* _Prompt_
This exercise asks for every line of the material that contains the word "screen".

* _Provided records_
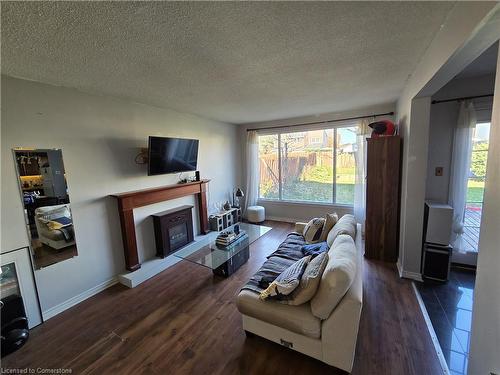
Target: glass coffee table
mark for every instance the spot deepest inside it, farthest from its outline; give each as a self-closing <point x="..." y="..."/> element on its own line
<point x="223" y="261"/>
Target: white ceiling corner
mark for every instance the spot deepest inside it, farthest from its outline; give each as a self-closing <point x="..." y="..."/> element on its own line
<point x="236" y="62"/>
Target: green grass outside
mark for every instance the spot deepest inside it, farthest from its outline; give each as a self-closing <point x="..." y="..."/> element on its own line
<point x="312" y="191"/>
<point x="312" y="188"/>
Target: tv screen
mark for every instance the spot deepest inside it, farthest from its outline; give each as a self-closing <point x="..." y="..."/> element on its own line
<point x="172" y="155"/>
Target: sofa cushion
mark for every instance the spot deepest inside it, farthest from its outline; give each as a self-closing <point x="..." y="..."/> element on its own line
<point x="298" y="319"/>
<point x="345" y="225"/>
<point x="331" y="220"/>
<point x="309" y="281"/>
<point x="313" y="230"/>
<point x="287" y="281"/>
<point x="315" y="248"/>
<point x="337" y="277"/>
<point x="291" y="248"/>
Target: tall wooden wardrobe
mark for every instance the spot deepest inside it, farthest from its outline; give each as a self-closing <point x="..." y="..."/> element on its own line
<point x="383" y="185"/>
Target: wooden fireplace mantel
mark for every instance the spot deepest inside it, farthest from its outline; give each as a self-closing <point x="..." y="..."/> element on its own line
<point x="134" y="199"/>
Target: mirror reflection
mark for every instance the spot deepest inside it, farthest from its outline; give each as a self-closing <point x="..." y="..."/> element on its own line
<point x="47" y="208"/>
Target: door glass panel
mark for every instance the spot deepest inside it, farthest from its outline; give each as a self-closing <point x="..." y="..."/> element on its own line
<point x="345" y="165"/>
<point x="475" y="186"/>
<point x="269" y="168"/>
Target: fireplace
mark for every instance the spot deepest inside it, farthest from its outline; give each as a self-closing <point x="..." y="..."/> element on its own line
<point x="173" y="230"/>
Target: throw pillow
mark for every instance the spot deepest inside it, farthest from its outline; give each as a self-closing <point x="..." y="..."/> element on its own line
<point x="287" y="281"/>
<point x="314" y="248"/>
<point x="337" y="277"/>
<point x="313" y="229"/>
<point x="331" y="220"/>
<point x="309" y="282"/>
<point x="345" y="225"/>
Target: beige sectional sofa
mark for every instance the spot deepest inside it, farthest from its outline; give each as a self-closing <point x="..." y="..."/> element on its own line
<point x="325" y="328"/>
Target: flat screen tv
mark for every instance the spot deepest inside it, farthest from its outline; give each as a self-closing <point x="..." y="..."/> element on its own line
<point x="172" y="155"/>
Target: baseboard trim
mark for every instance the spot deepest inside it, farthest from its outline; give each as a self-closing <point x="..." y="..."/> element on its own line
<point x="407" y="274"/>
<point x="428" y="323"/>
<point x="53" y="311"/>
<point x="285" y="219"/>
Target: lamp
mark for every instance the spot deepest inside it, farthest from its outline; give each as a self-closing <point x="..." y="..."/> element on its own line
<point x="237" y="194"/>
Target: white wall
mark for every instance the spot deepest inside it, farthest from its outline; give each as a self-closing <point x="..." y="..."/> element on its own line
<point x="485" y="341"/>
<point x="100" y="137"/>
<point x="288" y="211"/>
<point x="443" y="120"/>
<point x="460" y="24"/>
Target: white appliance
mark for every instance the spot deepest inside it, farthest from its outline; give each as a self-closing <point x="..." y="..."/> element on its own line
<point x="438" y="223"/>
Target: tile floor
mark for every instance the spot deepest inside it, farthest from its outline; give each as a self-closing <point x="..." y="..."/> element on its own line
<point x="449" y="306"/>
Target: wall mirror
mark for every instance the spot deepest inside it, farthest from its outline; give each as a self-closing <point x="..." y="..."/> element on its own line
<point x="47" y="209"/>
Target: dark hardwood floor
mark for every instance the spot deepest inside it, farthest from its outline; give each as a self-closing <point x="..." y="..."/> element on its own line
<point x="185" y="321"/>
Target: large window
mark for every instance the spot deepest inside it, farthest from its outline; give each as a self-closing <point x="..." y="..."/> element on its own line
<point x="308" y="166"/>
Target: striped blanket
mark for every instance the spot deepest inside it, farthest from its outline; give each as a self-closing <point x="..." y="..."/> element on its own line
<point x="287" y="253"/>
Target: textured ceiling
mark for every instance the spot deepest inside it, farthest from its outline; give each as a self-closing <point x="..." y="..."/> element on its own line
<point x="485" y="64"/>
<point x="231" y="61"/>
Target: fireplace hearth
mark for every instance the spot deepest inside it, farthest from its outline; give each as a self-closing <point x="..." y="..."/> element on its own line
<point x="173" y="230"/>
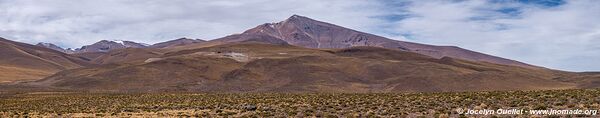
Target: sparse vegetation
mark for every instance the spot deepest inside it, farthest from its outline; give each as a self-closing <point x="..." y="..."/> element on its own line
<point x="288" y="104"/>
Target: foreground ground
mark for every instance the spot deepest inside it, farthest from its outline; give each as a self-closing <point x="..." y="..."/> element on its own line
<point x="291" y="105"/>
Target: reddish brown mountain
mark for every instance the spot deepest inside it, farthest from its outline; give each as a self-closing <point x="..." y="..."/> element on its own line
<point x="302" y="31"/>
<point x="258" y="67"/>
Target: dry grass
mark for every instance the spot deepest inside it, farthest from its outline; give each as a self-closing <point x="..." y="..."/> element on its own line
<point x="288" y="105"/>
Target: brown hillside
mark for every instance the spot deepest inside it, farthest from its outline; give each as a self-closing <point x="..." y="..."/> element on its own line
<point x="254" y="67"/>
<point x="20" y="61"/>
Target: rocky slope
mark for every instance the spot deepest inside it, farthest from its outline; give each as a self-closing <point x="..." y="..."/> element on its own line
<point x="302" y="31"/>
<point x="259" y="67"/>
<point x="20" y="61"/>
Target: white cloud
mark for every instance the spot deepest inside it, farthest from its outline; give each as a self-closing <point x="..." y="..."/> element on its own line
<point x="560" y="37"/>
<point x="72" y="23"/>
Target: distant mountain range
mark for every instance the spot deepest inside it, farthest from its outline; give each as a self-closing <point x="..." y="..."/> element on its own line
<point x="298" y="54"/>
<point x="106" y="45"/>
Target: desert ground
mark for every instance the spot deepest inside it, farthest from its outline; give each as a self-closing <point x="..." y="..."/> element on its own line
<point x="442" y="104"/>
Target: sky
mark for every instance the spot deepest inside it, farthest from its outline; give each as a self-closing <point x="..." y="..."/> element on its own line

* _Exercise result_
Target: tv screen
Target: flat screen tv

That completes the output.